▶ **WHAT IS NEEDED**
From the records below, give the number of lines that include the word "patch". Add no other words.

(Region pointing data)
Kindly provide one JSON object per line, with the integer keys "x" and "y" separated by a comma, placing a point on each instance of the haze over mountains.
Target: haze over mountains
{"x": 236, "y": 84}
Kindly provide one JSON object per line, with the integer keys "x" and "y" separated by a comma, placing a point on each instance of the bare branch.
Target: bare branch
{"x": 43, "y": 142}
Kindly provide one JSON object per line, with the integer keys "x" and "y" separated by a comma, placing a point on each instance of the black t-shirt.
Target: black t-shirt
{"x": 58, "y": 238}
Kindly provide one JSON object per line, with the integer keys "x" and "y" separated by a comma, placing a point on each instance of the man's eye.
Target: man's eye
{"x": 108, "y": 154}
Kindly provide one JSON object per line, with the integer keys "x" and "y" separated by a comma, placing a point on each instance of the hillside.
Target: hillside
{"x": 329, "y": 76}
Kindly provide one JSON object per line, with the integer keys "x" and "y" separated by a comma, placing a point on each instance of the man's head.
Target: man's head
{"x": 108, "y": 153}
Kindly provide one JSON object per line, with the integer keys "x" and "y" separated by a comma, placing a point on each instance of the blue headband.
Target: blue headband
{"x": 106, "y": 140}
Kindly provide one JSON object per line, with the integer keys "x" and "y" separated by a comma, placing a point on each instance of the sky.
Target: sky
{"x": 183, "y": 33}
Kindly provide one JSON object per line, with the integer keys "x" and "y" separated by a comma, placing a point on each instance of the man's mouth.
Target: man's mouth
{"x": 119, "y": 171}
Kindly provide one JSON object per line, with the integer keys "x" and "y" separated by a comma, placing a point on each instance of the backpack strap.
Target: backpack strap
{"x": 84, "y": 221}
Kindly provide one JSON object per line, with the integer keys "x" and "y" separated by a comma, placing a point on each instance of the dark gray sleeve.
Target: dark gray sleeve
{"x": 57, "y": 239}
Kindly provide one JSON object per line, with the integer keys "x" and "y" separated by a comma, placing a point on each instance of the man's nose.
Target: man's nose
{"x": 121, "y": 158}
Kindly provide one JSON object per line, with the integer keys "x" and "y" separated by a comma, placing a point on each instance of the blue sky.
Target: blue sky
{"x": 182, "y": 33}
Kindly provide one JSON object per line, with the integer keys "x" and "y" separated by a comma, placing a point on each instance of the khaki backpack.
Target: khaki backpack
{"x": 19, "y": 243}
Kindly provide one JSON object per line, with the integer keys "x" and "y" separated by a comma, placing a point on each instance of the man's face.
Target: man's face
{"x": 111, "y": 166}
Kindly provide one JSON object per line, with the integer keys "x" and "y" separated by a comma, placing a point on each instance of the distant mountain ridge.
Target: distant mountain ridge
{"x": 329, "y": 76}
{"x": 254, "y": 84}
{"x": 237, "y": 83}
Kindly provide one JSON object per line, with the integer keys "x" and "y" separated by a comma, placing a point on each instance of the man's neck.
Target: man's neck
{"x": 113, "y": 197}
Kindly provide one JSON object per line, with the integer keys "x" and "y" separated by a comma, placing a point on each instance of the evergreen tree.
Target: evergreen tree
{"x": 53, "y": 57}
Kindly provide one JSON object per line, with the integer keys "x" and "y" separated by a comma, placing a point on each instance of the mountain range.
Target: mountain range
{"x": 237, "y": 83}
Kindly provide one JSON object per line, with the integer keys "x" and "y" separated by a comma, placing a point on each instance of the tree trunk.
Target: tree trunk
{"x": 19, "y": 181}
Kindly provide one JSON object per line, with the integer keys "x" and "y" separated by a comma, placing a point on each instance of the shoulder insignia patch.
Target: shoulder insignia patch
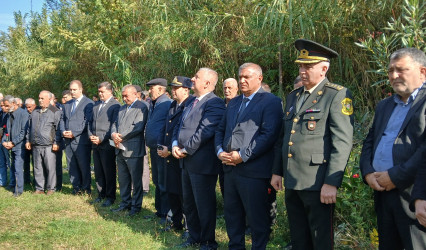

▶ **EXERCISE RESULT**
2